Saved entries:

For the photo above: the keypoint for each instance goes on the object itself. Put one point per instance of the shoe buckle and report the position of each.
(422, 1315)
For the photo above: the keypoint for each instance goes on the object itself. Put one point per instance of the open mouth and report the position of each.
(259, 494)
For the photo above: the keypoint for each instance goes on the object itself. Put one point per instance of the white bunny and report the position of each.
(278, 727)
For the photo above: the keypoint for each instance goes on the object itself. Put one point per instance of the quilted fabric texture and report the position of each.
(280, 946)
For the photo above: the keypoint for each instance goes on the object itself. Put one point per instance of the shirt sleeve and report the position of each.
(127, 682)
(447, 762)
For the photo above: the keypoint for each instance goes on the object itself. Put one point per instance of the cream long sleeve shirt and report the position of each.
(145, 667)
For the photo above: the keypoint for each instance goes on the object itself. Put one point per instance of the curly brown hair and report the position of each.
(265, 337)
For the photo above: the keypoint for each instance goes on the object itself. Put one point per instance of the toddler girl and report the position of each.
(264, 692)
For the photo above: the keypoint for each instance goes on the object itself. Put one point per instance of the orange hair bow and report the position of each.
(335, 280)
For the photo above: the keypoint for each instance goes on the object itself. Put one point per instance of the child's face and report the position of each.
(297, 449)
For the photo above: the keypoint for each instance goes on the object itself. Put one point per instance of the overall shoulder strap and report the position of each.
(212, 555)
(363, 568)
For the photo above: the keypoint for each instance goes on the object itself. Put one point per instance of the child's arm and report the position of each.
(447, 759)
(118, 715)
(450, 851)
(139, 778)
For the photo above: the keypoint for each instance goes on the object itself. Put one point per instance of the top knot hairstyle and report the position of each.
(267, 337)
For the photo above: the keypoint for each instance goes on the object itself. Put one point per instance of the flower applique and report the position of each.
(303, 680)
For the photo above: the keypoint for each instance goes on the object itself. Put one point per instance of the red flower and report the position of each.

*WHAT YOU SHOULD DO*.
Write out the listing above word for word, from the line that contains "shirt and report the position of each." through the final line of the listing, both ends included.

*OUTPUT*.
For the photo above: the keypoint for each instance goes on the object itself. Put one point per instance of the cream long sleeve shirt and report the position of each.
(145, 667)
For the photo above: the keypoint for each instance goes on the object itself. Put one point per instance of the curly brown hair and report the position of each.
(265, 337)
For the photo above: the keypoint for each instance goes on the object itself. Put one point per instance of the toddler girl and report the position of each.
(264, 692)
For the photo above: the keypoint for each instance goes on the object itself. Put one point per instance of the orange hair bow and report the position of each.
(335, 280)
For the photo above: the keypoint for each instance goes on the object itself. Put one point per instance of the child's face and report the position of each.
(297, 449)
For the photo above: the keypoint for each instance goes on the object itself. Put one point per instance of the overall shoulder strap and report the position of each.
(212, 555)
(363, 568)
For the photo above: the keypoint for each instance goes on the object itself. Put one point per instance of the child's arm and report the position of each.
(447, 759)
(118, 715)
(450, 851)
(139, 778)
For the photo above: the keypoint for each instance goes on the object itself. Put one point per instance of the top knot hairstyle and report the position of each.
(267, 337)
For the photo above: the keypoint for each instance goes on the object itself. Put one point per instance of the flower applique and report the position of each.
(303, 680)
For the photo above: the keypoint for each instance goes on the object itself. Put one point per instance of the red flower and report the position of each.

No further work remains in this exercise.